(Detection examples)
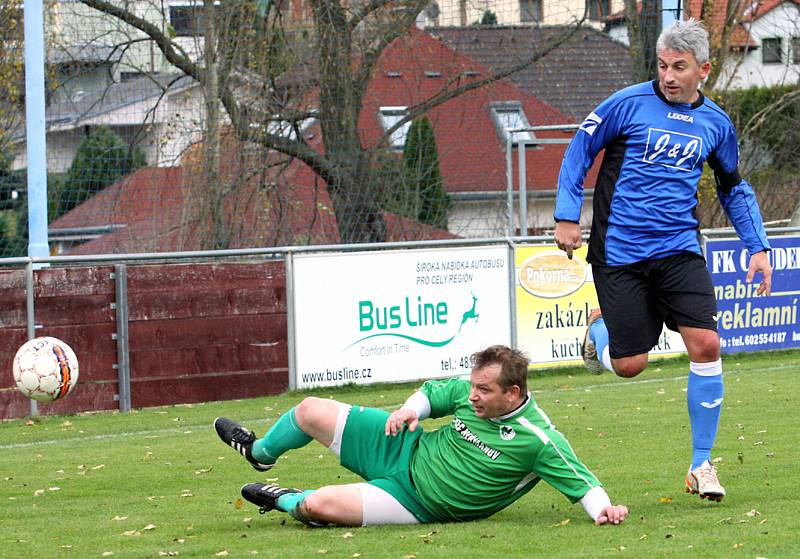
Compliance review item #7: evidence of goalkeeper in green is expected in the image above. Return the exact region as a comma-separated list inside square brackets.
[214, 346, 628, 526]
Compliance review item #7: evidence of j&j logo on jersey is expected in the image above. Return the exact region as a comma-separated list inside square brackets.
[500, 425, 517, 441]
[667, 112, 694, 123]
[642, 128, 703, 171]
[581, 113, 603, 136]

> Exercise prompt
Return all of the lines above word for word, omitting the pictures.

> Task solution
Compliance review item #7: evidence of goalkeeper in green is expected in the image above. Return the exact region as a comma-separated list inside square brackets.
[214, 346, 628, 526]
Compliance review item #7: evidence of j&j logo on jersey is expected in the image above. Return the exact region as a comma-separated list inside square brackets.
[500, 425, 517, 441]
[667, 112, 694, 123]
[642, 128, 703, 171]
[581, 113, 603, 136]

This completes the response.